═══ Data extract

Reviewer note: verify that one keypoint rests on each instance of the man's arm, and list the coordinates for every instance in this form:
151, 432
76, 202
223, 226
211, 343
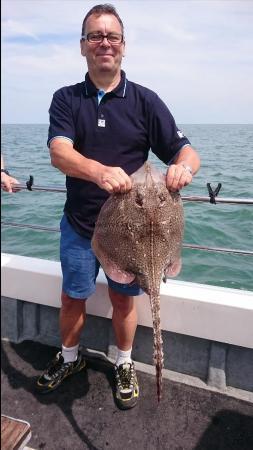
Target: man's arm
72, 163
185, 165
7, 181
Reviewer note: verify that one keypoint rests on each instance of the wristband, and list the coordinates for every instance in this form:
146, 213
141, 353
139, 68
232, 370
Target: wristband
187, 168
5, 171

══════

§ Work item: Repeat exactly, and only, the lines of the records above, starting with the line that contains "the wristband, and" and ending with the final line, both included.

§ Exercise result:
Reviewer note: verify that one keypoint rests on each instance of the wristband, and list the coordinates for every instance in this form:
146, 213
141, 353
139, 68
232, 370
Target: wristband
187, 168
5, 171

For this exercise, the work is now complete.